[BEGIN Supplied data]

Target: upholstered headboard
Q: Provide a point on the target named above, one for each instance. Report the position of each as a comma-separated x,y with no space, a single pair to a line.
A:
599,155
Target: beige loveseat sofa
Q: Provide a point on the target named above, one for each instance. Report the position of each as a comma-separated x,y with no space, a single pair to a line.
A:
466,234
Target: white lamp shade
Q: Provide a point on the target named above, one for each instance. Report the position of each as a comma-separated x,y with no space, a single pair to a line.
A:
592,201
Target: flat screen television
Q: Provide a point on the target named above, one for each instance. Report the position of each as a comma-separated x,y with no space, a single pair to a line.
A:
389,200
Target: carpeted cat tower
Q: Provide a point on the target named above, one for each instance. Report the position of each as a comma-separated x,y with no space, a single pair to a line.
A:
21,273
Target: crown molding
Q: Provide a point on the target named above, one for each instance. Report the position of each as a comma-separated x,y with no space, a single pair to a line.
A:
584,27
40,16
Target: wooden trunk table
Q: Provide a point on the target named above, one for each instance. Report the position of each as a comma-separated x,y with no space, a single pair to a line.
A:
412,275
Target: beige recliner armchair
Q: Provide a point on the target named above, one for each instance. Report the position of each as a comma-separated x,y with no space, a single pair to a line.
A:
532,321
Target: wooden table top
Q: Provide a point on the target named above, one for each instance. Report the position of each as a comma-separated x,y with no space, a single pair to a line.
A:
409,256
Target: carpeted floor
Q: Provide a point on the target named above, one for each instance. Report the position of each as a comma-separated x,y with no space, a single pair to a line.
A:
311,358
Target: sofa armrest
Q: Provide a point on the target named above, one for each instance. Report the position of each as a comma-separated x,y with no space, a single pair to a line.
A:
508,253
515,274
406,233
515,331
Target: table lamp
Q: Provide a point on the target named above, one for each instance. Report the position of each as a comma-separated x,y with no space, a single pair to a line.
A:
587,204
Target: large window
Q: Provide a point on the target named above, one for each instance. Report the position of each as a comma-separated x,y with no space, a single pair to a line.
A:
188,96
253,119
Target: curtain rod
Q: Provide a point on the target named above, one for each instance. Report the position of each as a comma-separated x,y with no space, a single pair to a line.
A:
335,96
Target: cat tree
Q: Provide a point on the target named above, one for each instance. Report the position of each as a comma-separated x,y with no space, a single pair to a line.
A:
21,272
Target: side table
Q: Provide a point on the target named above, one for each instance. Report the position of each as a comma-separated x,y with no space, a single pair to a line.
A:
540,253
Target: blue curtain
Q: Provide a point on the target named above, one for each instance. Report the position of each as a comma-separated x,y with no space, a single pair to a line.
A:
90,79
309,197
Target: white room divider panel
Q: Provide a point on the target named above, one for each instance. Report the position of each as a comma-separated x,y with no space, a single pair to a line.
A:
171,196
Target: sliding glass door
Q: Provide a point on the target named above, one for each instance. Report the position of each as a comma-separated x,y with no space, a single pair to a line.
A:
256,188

[END Supplied data]

What to work on: Repeat only the lines from the one holding "Target: sofa armrest" through the last line of the data.

Response below:
Target: sofa armrest
Q: Provide a point on the target named above, one for each instance. Report the position of each as a comma-separated x,y with no space, a single pair to a line.
A:
508,253
515,274
406,233
515,331
Target: table lamp
Q: Provide a point on the target named above, one for each instance. Report the position of each as a comma-separated x,y with no space, a single pair to a line.
A:
587,204
Target: large window
Q: Provide a point on the target named above, one for each instance. Report the position of each as a comma-separated x,y with no space, a single pair to a line.
A:
188,96
253,119
Target: curtain rod
Q: Provide a point on the target named above, one for each instance. Report the position of each as a comma-separated x,y with no space, a single pair to a line.
A:
335,96
Target: cat tree
Q: Provide a point on the target named above, one for each instance. Report the position of each as a comma-separated x,y with no space, a single pair to a line.
A:
21,272
Target: side table
Q: Provide a point on the target named above, one for each instance. Report the position of each as a comma-separated x,y with no space, a single pair to a line.
A:
540,253
Target: blue curtain
Q: Provide a point on the target named above, one for each instance. Report the position of each as a comma-separated x,y with no space, a single pair to a line.
A:
90,79
309,197
Target: white room divider panel
Q: Provide a point on the target named above, one for each instance. Report the position of each as a comma-separated x,y with no space, a single pair to a line.
A:
171,196
Target: sliding glass door
Q: Provide a point on the target named above, one for each instance. Report the position of each as a comma-separated x,y with no space, a single pair to a line.
A:
256,188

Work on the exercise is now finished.